» Task objective: Reproduce the data verbatim, beginning with its first line and ending with the line that contains "x=89, y=122".

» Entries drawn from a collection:
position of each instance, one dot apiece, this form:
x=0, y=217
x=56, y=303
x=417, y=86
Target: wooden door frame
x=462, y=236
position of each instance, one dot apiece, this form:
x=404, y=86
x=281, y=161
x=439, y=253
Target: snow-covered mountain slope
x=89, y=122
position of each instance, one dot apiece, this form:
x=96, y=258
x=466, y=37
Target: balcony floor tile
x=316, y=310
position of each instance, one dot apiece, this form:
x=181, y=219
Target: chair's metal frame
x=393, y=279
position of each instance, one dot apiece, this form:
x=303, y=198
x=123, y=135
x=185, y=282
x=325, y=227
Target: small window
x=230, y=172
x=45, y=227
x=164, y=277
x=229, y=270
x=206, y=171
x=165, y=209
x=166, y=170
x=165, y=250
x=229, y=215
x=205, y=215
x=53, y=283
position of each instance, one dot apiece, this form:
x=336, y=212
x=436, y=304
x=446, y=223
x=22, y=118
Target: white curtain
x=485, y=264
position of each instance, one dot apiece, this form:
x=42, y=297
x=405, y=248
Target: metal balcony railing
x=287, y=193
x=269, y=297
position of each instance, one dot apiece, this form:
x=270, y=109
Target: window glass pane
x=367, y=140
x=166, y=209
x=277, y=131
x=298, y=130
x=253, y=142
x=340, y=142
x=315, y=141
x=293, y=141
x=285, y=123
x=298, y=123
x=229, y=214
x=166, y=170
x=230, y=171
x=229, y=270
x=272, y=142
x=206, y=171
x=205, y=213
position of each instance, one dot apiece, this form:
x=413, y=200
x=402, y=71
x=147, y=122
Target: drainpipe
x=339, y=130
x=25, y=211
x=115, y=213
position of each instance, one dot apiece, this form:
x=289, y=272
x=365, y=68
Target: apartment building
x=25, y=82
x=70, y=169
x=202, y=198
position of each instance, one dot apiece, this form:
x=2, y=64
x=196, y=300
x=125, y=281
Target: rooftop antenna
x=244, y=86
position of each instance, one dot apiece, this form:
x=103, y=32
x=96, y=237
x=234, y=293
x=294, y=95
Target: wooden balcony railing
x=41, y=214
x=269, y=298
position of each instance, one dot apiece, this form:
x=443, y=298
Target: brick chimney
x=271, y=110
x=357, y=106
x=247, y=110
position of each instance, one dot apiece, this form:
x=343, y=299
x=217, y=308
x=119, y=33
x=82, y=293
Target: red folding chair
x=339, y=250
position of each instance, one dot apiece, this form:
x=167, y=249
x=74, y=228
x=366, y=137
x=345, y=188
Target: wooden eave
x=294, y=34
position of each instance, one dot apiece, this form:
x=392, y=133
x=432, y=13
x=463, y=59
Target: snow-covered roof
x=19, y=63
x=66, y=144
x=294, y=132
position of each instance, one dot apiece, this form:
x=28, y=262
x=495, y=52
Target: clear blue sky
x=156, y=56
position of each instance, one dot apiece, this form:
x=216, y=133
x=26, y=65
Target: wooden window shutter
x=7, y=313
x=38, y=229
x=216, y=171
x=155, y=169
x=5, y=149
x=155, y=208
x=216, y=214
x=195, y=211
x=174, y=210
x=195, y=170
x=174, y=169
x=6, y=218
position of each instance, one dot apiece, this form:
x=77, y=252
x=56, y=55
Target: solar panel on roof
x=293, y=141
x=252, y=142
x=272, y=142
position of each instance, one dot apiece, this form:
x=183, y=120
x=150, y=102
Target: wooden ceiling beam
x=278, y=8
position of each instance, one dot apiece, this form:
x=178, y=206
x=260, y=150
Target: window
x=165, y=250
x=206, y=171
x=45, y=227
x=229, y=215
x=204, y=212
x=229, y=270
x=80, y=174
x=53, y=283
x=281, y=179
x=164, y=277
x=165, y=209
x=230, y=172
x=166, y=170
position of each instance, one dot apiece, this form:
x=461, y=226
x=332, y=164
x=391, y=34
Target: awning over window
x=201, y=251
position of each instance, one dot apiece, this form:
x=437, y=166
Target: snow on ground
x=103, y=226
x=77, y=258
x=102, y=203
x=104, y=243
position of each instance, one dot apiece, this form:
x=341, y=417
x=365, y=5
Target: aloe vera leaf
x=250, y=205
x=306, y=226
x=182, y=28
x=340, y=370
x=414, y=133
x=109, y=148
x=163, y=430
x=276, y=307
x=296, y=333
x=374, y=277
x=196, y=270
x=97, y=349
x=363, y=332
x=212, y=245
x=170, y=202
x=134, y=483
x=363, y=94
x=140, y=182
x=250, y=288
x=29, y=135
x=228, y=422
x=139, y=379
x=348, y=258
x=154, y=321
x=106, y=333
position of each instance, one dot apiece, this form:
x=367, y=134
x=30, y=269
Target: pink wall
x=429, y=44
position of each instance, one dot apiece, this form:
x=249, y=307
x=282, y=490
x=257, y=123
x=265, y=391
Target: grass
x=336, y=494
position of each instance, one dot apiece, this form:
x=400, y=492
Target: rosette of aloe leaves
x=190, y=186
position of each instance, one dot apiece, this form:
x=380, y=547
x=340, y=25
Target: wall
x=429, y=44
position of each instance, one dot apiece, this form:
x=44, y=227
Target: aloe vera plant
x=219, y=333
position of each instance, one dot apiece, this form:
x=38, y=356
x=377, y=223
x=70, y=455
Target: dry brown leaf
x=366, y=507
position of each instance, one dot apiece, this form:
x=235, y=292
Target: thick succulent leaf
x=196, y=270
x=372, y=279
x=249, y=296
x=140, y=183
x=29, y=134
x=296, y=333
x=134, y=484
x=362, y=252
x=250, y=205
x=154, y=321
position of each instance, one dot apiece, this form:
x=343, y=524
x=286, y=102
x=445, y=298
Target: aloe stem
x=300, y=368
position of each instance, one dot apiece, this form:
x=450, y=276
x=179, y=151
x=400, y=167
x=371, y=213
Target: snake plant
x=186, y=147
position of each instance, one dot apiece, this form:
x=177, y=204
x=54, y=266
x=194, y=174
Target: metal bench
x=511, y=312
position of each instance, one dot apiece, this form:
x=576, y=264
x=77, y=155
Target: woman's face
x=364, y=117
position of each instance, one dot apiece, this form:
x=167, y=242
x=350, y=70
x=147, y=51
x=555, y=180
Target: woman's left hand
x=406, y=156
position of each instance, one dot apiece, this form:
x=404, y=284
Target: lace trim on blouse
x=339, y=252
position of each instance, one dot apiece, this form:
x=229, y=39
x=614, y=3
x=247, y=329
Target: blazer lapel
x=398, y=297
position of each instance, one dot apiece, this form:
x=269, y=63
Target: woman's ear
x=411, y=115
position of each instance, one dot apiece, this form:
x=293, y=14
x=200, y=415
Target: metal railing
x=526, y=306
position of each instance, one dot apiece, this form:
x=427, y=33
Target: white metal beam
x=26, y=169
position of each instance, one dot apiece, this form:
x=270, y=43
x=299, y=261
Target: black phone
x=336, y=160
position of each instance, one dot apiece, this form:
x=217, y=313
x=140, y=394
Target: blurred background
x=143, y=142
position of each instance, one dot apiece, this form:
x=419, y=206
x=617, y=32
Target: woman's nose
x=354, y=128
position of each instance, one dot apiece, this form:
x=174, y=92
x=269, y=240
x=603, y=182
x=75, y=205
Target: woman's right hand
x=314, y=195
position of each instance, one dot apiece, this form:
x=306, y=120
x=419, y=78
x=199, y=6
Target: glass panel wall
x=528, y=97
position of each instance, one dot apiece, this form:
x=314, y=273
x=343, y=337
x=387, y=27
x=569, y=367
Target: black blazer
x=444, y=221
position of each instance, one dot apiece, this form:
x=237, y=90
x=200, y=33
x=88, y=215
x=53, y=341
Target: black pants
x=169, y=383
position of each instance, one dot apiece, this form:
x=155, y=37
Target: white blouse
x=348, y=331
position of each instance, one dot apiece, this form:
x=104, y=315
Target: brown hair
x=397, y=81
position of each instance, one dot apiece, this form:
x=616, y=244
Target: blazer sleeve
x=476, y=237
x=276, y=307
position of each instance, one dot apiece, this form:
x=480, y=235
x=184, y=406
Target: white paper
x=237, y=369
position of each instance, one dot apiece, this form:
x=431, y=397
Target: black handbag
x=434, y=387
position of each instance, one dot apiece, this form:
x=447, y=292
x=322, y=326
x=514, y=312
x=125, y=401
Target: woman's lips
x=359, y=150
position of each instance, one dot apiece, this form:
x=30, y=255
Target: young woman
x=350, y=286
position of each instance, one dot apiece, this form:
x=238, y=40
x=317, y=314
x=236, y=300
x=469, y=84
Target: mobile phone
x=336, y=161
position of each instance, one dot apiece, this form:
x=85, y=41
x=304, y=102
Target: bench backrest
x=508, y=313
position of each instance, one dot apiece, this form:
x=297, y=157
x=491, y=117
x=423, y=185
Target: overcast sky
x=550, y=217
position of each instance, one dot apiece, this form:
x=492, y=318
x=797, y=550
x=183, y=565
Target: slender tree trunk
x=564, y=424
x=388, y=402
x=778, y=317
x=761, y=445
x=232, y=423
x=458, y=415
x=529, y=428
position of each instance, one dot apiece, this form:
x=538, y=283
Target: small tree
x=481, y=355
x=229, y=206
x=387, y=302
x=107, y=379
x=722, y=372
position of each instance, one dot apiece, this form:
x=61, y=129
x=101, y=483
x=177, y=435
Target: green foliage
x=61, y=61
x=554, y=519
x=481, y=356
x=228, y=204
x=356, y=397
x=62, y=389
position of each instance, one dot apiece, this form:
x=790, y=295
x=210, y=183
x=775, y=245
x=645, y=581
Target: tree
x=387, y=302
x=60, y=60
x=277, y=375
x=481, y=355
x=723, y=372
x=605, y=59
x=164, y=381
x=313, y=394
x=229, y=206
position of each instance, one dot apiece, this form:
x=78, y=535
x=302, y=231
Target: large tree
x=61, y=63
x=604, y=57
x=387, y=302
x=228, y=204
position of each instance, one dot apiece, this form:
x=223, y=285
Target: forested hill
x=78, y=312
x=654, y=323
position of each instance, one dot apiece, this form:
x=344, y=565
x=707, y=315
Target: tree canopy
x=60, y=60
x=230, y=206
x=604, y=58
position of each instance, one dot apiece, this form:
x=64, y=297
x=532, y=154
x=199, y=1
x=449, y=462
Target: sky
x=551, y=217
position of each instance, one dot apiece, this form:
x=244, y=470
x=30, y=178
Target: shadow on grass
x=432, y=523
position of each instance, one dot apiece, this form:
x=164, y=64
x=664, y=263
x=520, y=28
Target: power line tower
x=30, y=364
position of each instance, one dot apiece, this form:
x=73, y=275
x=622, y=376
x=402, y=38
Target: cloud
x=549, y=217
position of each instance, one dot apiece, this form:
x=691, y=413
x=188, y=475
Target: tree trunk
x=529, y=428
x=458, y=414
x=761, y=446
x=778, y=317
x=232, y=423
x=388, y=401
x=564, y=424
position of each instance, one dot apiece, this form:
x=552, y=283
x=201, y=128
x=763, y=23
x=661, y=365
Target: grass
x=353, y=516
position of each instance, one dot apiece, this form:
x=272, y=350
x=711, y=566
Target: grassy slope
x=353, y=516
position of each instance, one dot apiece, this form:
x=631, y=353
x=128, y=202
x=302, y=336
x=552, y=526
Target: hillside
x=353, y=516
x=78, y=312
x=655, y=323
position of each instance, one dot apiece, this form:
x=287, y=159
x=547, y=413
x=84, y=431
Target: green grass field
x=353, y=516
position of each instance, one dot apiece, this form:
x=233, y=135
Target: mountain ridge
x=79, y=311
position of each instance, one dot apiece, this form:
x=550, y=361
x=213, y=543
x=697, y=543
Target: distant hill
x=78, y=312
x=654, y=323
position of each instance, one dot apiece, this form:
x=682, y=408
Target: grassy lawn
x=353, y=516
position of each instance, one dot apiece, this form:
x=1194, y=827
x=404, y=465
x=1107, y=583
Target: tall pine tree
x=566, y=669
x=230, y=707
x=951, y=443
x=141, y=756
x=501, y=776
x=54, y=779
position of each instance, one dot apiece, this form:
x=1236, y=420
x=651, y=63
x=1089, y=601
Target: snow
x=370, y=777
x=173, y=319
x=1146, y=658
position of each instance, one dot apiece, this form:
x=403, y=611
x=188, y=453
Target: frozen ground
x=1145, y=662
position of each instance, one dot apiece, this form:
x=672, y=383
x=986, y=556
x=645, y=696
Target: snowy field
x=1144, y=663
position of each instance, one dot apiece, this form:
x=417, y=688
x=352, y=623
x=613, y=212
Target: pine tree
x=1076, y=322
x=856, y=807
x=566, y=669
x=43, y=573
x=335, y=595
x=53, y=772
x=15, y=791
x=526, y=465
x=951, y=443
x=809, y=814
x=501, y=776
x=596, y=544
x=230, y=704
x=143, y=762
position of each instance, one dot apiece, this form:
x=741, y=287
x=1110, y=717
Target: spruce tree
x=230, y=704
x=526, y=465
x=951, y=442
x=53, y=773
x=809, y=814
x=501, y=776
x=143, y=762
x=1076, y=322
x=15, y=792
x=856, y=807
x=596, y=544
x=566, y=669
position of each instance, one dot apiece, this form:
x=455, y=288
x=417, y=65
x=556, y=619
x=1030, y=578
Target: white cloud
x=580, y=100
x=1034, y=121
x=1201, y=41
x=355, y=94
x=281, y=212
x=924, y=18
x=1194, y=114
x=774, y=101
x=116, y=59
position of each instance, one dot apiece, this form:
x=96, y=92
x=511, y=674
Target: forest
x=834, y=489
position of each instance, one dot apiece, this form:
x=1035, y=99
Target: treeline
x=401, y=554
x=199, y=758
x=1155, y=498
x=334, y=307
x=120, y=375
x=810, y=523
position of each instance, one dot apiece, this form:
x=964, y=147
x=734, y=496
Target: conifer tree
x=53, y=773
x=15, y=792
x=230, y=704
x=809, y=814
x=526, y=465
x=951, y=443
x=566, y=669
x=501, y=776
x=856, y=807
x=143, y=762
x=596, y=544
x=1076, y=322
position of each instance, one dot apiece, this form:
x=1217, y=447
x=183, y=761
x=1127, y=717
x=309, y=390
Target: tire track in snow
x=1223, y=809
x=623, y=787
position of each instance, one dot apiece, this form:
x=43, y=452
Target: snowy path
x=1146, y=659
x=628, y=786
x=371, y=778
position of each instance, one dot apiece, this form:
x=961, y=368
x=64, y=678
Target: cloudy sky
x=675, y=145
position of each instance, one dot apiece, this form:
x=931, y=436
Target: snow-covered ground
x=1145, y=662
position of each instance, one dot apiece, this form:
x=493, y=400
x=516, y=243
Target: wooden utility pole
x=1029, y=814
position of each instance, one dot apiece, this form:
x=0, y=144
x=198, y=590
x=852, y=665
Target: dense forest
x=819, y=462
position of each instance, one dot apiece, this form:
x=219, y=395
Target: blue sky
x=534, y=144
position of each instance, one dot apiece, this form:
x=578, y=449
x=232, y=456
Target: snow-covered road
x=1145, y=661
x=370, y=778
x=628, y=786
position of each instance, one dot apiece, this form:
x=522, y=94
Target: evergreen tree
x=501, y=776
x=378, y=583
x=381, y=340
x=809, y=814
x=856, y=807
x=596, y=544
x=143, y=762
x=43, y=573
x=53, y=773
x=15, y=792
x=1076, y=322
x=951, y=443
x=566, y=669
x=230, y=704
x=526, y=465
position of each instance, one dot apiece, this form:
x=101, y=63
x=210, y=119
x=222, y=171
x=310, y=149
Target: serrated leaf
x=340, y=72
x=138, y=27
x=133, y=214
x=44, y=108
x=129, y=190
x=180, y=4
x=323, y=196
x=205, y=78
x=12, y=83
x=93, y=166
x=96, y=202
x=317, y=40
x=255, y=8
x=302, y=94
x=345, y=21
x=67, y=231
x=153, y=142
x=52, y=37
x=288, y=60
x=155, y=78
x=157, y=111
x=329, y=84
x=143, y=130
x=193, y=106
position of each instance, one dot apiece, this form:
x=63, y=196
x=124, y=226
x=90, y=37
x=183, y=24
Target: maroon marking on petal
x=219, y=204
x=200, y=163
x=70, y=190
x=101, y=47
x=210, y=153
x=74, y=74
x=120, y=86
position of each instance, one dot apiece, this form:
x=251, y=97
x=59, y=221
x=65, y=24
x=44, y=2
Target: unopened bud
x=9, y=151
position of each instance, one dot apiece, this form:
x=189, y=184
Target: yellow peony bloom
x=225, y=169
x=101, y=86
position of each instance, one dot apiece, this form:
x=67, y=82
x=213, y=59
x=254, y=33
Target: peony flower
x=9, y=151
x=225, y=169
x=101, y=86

» Task output:
position of each instance, one dot apiece, this form:
x=0, y=217
x=56, y=303
x=417, y=86
Target: wooden door frame
x=462, y=236
position of each instance, one dot apiece, this form:
x=404, y=86
x=281, y=161
x=439, y=253
Target: snow-covered mountain slope
x=89, y=122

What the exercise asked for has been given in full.